Retype the data below exactly; skip every image.

= = = =

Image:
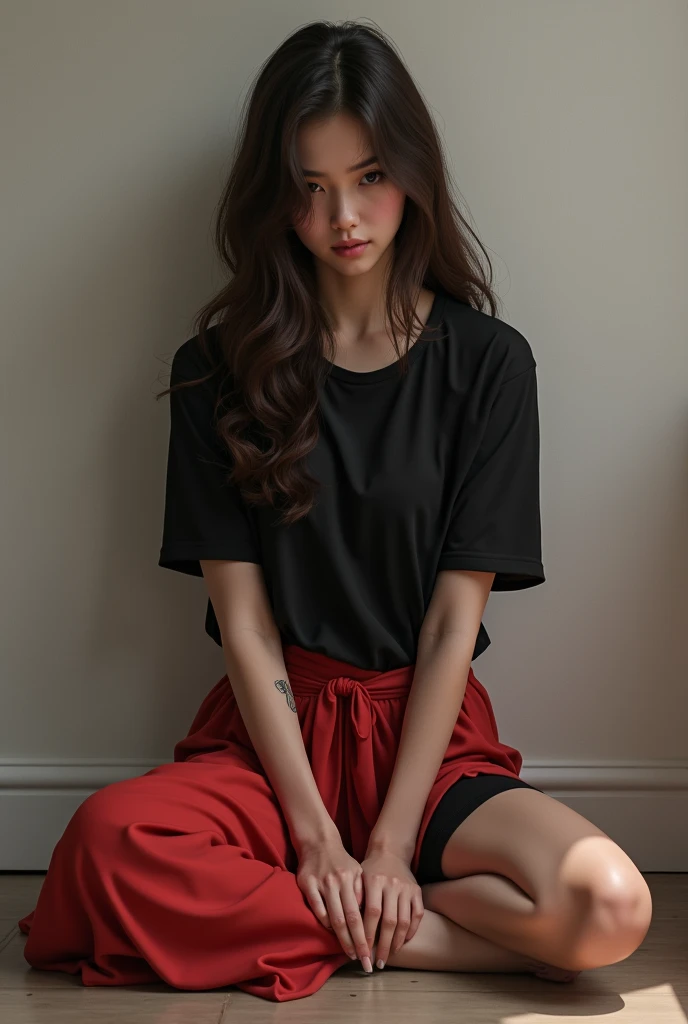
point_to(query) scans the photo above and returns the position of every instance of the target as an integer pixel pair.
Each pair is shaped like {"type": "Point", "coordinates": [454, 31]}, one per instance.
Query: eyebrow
{"type": "Point", "coordinates": [356, 167]}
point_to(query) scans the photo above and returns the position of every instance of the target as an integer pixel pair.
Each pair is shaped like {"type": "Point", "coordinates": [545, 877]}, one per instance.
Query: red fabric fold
{"type": "Point", "coordinates": [187, 873]}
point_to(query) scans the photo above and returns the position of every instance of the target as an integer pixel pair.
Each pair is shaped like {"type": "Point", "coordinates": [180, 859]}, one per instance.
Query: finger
{"type": "Point", "coordinates": [373, 907]}
{"type": "Point", "coordinates": [353, 918]}
{"type": "Point", "coordinates": [317, 906]}
{"type": "Point", "coordinates": [390, 898]}
{"type": "Point", "coordinates": [417, 911]}
{"type": "Point", "coordinates": [358, 888]}
{"type": "Point", "coordinates": [402, 921]}
{"type": "Point", "coordinates": [338, 918]}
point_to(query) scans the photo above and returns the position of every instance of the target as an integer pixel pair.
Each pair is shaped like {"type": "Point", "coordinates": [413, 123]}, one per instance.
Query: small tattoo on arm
{"type": "Point", "coordinates": [284, 687]}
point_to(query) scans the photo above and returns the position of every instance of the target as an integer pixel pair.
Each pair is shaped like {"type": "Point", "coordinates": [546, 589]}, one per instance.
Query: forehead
{"type": "Point", "coordinates": [333, 145]}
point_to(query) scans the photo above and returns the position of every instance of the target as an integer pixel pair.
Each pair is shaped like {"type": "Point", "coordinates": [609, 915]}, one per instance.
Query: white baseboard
{"type": "Point", "coordinates": [643, 806]}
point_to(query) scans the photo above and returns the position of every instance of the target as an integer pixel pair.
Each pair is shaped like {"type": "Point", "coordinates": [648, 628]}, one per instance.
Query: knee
{"type": "Point", "coordinates": [613, 914]}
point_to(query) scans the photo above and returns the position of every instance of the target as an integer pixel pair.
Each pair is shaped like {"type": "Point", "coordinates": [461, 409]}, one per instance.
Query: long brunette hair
{"type": "Point", "coordinates": [271, 333]}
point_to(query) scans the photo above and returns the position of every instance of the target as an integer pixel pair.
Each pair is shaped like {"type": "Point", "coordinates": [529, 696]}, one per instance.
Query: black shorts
{"type": "Point", "coordinates": [462, 798]}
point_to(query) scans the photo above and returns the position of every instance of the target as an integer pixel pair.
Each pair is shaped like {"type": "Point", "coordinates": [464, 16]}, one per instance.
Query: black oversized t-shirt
{"type": "Point", "coordinates": [438, 469]}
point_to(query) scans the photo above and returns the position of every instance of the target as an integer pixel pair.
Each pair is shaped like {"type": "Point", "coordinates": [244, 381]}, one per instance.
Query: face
{"type": "Point", "coordinates": [351, 197]}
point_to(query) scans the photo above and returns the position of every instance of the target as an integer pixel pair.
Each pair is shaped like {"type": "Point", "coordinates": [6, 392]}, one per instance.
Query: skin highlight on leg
{"type": "Point", "coordinates": [534, 877]}
{"type": "Point", "coordinates": [441, 944]}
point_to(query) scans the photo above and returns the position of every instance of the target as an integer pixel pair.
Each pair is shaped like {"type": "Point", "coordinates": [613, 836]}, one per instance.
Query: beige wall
{"type": "Point", "coordinates": [565, 124]}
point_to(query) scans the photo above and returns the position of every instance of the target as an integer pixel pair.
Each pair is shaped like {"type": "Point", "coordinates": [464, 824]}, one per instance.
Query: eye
{"type": "Point", "coordinates": [381, 176]}
{"type": "Point", "coordinates": [380, 173]}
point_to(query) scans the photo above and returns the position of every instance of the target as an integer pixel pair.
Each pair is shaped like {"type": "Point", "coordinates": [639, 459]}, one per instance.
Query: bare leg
{"type": "Point", "coordinates": [441, 944]}
{"type": "Point", "coordinates": [503, 911]}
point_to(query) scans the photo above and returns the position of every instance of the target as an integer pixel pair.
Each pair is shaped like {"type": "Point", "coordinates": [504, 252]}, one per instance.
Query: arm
{"type": "Point", "coordinates": [445, 645]}
{"type": "Point", "coordinates": [252, 647]}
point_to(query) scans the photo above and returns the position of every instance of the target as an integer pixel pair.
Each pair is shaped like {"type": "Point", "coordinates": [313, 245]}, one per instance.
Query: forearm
{"type": "Point", "coordinates": [434, 702]}
{"type": "Point", "coordinates": [254, 664]}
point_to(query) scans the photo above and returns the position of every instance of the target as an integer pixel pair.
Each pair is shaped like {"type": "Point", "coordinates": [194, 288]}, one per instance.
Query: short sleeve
{"type": "Point", "coordinates": [205, 515]}
{"type": "Point", "coordinates": [496, 520]}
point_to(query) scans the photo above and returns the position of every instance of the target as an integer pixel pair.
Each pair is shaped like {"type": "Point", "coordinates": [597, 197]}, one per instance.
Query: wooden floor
{"type": "Point", "coordinates": [650, 987]}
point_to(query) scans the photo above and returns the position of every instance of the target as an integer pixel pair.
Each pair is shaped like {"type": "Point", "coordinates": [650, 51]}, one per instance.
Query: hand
{"type": "Point", "coordinates": [328, 875]}
{"type": "Point", "coordinates": [390, 887]}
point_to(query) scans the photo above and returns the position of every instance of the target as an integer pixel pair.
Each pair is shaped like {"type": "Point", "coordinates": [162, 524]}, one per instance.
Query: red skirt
{"type": "Point", "coordinates": [187, 873]}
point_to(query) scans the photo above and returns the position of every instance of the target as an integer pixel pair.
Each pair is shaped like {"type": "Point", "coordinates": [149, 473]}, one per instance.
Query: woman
{"type": "Point", "coordinates": [350, 503]}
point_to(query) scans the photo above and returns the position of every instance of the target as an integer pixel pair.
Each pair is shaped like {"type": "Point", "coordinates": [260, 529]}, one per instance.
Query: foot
{"type": "Point", "coordinates": [550, 973]}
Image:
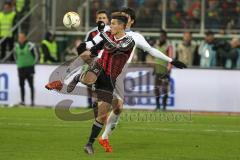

= = = =

● **RESPONSE AREA**:
Image:
point_to(query) scans the photo above and returns the position of every instance of the target as an integer pixel pair.
Each pair is shaped like {"type": "Point", "coordinates": [454, 31]}, one per instance.
Query: eyebrow
{"type": "Point", "coordinates": [356, 167]}
point_to(query) scans the photo above and returns the position of every instance of the target as an integer pixel pair.
Each pair is shaped like {"type": "Point", "coordinates": [545, 877]}, one per instance.
Query: red fabric fold
{"type": "Point", "coordinates": [187, 873]}
point_to(query) scans the photo above and returns the position of every instance of the target as an integer pixel pair.
Each pair is shaped like {"type": "Point", "coordinates": [180, 859]}, one per instance.
Query: finger
{"type": "Point", "coordinates": [373, 907]}
{"type": "Point", "coordinates": [353, 918]}
{"type": "Point", "coordinates": [317, 906]}
{"type": "Point", "coordinates": [390, 898]}
{"type": "Point", "coordinates": [417, 911]}
{"type": "Point", "coordinates": [358, 888]}
{"type": "Point", "coordinates": [402, 921]}
{"type": "Point", "coordinates": [338, 918]}
point_to(query) scans the photo above and returns the position of every instance of the target as an integer pixel pair.
Each pair is shaped like {"type": "Point", "coordinates": [413, 123]}, one per instance.
Query: small tattoo on arm
{"type": "Point", "coordinates": [284, 687]}
point_to(query) scans the photo above and returns the position of every instance of the target as an integer pixel pair.
Each pair is shaped like {"type": "Point", "coordinates": [546, 589]}, one per instance.
Query: forehead
{"type": "Point", "coordinates": [333, 145]}
point_to(query) scans the photo above and returns the position of every instance of the target as an integer pixel pair.
Each pair is shaped like {"type": "Point", "coordinates": [609, 915]}, one per instance.
Query: white baseboard
{"type": "Point", "coordinates": [643, 806]}
point_to(query) scans the photo above and returns the position of every instance of the target as an integer pixel pair.
Each pair is shaped like {"type": "Point", "coordinates": [648, 628]}, one per instance.
Query: knee
{"type": "Point", "coordinates": [613, 914]}
point_to(query) scans the photo above and returns the position of every instance of the target as an integer pixel pair.
Each pair is shaped like {"type": "Point", "coordinates": [461, 409]}, one per instance.
Query: long brunette hair
{"type": "Point", "coordinates": [271, 333]}
point_to(query) scans the photo above and returns the position of every instance of the target as an integer pixel pair.
Each pair is shaped like {"type": "Point", "coordinates": [529, 696]}, one per instance.
Query: black shorts
{"type": "Point", "coordinates": [462, 798]}
point_to(query) scans the photo above and returns the position of every instance of the target as an integer pixel pair.
Each pair is shaped like {"type": "Point", "coordinates": [464, 16]}, one per instance.
Query: black oversized t-shirt
{"type": "Point", "coordinates": [438, 469]}
point_to(query) scans the photo above and returns the position of every instance of the target as an integer pixel pair.
Each pair is shaped like {"type": "Point", "coordinates": [244, 381]}, one per instance.
Query: face
{"type": "Point", "coordinates": [351, 197]}
point_to(query) scans the photo above and returns the position of every instance of the target as an integer pixel pair.
Each pair is shaped like {"type": "Point", "coordinates": [6, 392]}, one per instance.
Query: skin highlight on leg
{"type": "Point", "coordinates": [534, 877]}
{"type": "Point", "coordinates": [441, 944]}
point_to(query) scans the photo above and returns the position of every instance of the target as an integer pixel pair.
Each pair is shaped like {"type": "Point", "coordinates": [613, 836]}, one per instance.
Query: beige wall
{"type": "Point", "coordinates": [565, 124]}
point_to(query) scans the photo above and returns the position of every instance of the target as an integer pixel pair.
Each pair is shaped like {"type": "Point", "coordinates": [464, 824]}, one per instance.
Query: eye
{"type": "Point", "coordinates": [381, 176]}
{"type": "Point", "coordinates": [380, 173]}
point_to(query) scans the photo above and returns the position of every instance of the target as an integer pixel pair.
Each pair is shaped like {"type": "Point", "coordinates": [639, 459]}, one per instance.
Query: bare leg
{"type": "Point", "coordinates": [441, 944]}
{"type": "Point", "coordinates": [503, 911]}
point_to(query) scans the photo above and returns the position of every instance of the target as an integer pixel pair.
Each pair is shaped like {"type": "Point", "coordinates": [504, 252]}, one per instance.
Query: arm
{"type": "Point", "coordinates": [445, 645]}
{"type": "Point", "coordinates": [252, 647]}
point_to(query) scans the photo above and returns the position of every instance of the target as an integer pixel pair.
Each pair is shaped like {"type": "Point", "coordinates": [313, 245]}, one per instance.
Query: forearm
{"type": "Point", "coordinates": [434, 702]}
{"type": "Point", "coordinates": [254, 664]}
point_to(query) scans the photo above and returns the position of every instance of the target as an integer pixel pair.
Each pair is shaped like {"type": "Point", "coordinates": [194, 288]}, one per instance.
Query: short sleeve
{"type": "Point", "coordinates": [205, 515]}
{"type": "Point", "coordinates": [496, 520]}
point_to(query) scans the photo above and returns the position of every instance of the target as an integer pixel pair.
Each pair is shaped like {"type": "Point", "coordinates": [597, 197]}, one per instance.
Query: wooden floor
{"type": "Point", "coordinates": [650, 987]}
point_to(query) scans the photo above and returns the position of every instance of the target as an integer pixel pair.
Each pair is shaped like {"type": "Point", "coordinates": [650, 51]}, one per instance.
Query: hand
{"type": "Point", "coordinates": [328, 875]}
{"type": "Point", "coordinates": [390, 887]}
point_to(query) scans the photo above and returns the position of every instance of the target as an integer pixel pair.
Each pair is shaped like {"type": "Point", "coordinates": [162, 524]}, one per instance.
Query: red skirt
{"type": "Point", "coordinates": [187, 873]}
point_to(query) scans the photo above and returns the position of every instance of the target as an integer pixel pair.
Each pair is shaped like {"type": "Point", "coordinates": [149, 473]}, one per instance.
Query: woman
{"type": "Point", "coordinates": [350, 503]}
point_to(query) scans the photo above and returns the position of every instance of the target as an integer pixel pair.
Each pair is shaped like {"type": "Point", "coordinates": [260, 529]}, one per instance.
Query: foot
{"type": "Point", "coordinates": [550, 973]}
Image:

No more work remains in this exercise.